EXERCISE PROMPT: Return all of the data that follows precisely, leaving every image out.

EXERCISE MATERIALS:
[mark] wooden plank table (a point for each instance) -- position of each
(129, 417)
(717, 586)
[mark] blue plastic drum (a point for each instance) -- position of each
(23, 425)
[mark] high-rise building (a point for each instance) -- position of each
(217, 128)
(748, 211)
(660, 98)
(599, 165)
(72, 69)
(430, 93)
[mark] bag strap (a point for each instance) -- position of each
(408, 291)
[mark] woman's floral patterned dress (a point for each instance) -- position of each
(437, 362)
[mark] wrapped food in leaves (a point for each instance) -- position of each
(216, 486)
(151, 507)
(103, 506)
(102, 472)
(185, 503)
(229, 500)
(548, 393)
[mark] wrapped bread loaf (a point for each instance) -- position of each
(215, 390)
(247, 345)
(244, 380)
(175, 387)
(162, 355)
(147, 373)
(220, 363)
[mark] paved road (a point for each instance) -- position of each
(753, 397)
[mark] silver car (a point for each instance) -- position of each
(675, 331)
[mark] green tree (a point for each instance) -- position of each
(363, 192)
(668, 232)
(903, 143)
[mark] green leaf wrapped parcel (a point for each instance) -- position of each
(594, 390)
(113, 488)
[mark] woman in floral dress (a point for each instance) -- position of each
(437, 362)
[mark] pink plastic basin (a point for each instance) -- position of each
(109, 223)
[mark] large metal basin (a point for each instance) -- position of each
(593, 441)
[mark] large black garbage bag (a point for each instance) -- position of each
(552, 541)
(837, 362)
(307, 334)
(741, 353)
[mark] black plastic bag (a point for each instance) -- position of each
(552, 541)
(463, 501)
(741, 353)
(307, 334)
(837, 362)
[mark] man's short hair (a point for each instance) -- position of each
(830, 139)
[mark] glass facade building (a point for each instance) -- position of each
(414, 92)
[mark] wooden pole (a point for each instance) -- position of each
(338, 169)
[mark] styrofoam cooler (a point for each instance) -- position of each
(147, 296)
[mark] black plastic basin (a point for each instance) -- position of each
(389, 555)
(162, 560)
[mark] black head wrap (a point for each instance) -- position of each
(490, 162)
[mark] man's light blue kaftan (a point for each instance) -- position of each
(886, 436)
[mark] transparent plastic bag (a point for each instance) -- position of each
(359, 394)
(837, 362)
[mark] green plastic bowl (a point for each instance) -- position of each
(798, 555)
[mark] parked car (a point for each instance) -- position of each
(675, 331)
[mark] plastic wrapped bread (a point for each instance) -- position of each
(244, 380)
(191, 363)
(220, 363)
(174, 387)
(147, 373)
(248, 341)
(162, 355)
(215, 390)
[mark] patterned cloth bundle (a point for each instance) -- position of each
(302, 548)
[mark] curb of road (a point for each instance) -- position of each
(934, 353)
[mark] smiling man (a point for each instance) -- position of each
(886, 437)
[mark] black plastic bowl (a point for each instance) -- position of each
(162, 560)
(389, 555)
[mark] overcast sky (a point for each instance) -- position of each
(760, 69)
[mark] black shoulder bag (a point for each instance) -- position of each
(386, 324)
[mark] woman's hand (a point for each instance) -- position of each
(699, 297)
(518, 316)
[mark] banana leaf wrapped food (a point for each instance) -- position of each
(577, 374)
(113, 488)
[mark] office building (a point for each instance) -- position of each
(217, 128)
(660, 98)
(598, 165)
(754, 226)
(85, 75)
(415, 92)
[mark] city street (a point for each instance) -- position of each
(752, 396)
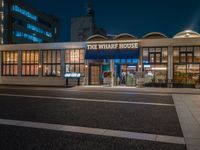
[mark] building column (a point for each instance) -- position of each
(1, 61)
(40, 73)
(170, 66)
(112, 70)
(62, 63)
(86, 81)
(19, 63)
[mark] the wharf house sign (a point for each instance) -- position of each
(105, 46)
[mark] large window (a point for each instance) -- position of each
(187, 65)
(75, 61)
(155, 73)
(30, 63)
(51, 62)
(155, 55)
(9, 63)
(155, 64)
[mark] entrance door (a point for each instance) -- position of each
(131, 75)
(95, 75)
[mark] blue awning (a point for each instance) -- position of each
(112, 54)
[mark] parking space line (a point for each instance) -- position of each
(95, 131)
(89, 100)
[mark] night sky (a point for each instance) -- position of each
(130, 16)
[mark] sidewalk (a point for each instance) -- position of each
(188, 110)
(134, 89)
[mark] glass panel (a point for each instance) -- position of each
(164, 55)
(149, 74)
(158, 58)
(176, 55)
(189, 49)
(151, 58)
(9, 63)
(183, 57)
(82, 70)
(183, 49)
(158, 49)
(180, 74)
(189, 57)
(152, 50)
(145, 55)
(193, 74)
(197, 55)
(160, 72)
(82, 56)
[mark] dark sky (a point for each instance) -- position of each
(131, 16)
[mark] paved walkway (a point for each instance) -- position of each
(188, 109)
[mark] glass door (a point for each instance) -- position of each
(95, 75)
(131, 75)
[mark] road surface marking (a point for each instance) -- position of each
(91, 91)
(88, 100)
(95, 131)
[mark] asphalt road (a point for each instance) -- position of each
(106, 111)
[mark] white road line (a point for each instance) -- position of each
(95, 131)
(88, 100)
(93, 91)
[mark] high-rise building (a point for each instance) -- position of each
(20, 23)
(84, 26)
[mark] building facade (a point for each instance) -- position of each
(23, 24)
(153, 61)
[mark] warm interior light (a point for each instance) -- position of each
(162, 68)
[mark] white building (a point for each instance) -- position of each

YOUR SOLUTION:
[mark] wooden plank table (a point for each instance) -- position of each
(129, 417)
(717, 586)
[mark] blue plastic drum (a point for each instance) -- position of each
(23, 425)
[mark] high-rise building (a point for each instance) -- position of each
(217, 128)
(748, 211)
(660, 98)
(599, 165)
(72, 69)
(430, 93)
[mark] bag strap (a point for each instance) -- position of each
(408, 291)
[mark] woman's floral patterned dress (a point for each instance) -- position of each
(437, 362)
[mark] wrapped food in leaves (a point for each instance) -- position of each
(216, 486)
(151, 507)
(103, 506)
(102, 472)
(185, 503)
(229, 500)
(548, 393)
[mark] wrapped bread loaf (a point for each instance) -- position of each
(215, 390)
(247, 345)
(244, 380)
(175, 387)
(162, 355)
(147, 373)
(220, 363)
[mark] paved road (a point for each instance) -- position of each
(753, 397)
[mark] silver car (a point for each instance) -- position of each
(675, 331)
[mark] green tree (a point for each instance) -- position of each
(363, 192)
(668, 232)
(903, 143)
[mark] green leaf wrapped parcel (a point for each instance) -- position of each
(594, 390)
(113, 488)
[mark] woman in floral dress (a point for each instance) -- position of each
(437, 362)
[mark] pink plastic basin (a point for each instance) -- position of each
(109, 223)
[mark] large metal basin (a point for each instance) -- position of each
(593, 441)
[mark] large black garbage bag (a point for each instance) -- position of each
(552, 541)
(837, 362)
(307, 334)
(741, 353)
[mark] black plastic bag (a point for each instance) -- position of each
(552, 541)
(463, 501)
(741, 353)
(307, 334)
(837, 362)
[mark] man's short hair (a point for each instance) -- position of each
(830, 139)
[mark] glass facade building (a point for each instance) -- position of each
(414, 92)
[mark] wooden pole (a point for each instance) -- position of each
(338, 169)
[mark] styrofoam cooler (a point for each instance) -- position of each
(147, 296)
[mark] black plastic basin (a point for each instance) -- position of each
(389, 555)
(162, 560)
[mark] black head wrap (a point for each instance) -- position of each
(490, 162)
[mark] man's light blue kaftan (a point for each instance) -- position of each
(886, 436)
[mark] transparent plastic bag (a point for each instance) -- position of each
(359, 394)
(837, 362)
[mark] green plastic bowl (a point for each instance) -- position of each
(798, 555)
[mark] parked car (a point for each instance) -- position of each
(675, 331)
[mark] plastic wrapped bread (a point for each instance) -- position of each
(244, 380)
(191, 363)
(220, 363)
(174, 387)
(147, 373)
(248, 341)
(162, 355)
(215, 390)
[mark] patterned cloth bundle (a point for each instance) -- position of each
(302, 548)
[mark] curb of road (a point for each instance) -- position of each
(934, 353)
[mark] smiling man (a point for each instance) -- position of each
(886, 437)
[mark] black plastic bowl (a point for each instance) -- position of each
(162, 560)
(389, 555)
[mark] overcast sky (a point for each instance) -- position of each
(760, 69)
[mark] black shoulder bag (a point for each instance) -- position of each
(386, 324)
[mark] woman's hand (a point for each instance) -- position of each
(699, 297)
(518, 316)
[mark] banana leaf wrapped food (a point for each instance) -- position of each
(577, 374)
(113, 488)
[mark] office building (a point for each instance) -- position of each
(217, 128)
(660, 98)
(598, 165)
(754, 226)
(85, 75)
(415, 92)
[mark] city street (a point for each instance) -- position of each
(752, 396)
[mark] building column (a point for each instance) -- position of each
(1, 61)
(40, 73)
(170, 66)
(112, 70)
(62, 63)
(86, 81)
(19, 63)
[mark] the wharf house sign (a point for each instance) -- position of each
(105, 46)
[mark] large window (a point for each instance) -- position of each
(187, 65)
(75, 61)
(155, 73)
(30, 63)
(51, 62)
(155, 55)
(9, 63)
(155, 64)
[mark] entrance door (a point for each instance) -- position of each
(131, 75)
(95, 75)
[mark] blue awning (a point for each instance) -- position of each
(112, 54)
[mark] parking space line (a point for each instance) -- position of each
(95, 131)
(89, 100)
[mark] night sky (a point for each instance) -- position of each
(130, 16)
[mark] sidewalk (a point for each instance) -- position of each
(188, 110)
(134, 89)
[mark] glass panel (a point for each instance) -- position of each
(164, 55)
(149, 74)
(158, 58)
(176, 55)
(189, 49)
(151, 58)
(9, 63)
(183, 57)
(82, 70)
(183, 49)
(158, 49)
(180, 74)
(189, 57)
(152, 50)
(145, 55)
(193, 74)
(197, 55)
(160, 72)
(82, 56)
[mark] dark sky (a point for each instance) -- position of each
(131, 16)
[mark] paved walkway (a point for each instance) -- position of each
(188, 109)
[mark] glass door (a point for each instance) -- position of each
(95, 75)
(131, 75)
[mark] road surface marking (a point for each instance) -- position of each
(91, 91)
(88, 100)
(95, 131)
[mark] asphalt road (a point for each instance) -- position of each
(106, 111)
[mark] white road line (a point for each instance) -- position of each
(95, 131)
(88, 100)
(93, 91)
[mark] high-rise building (a point for each instance) -- position of each
(20, 23)
(84, 26)
[mark] building facade (a point for each instance) -- position of each
(23, 24)
(153, 61)
[mark] warm interior light (a point for each instance) -- position of each
(162, 68)
[mark] white building (a point for each instance) -- position of each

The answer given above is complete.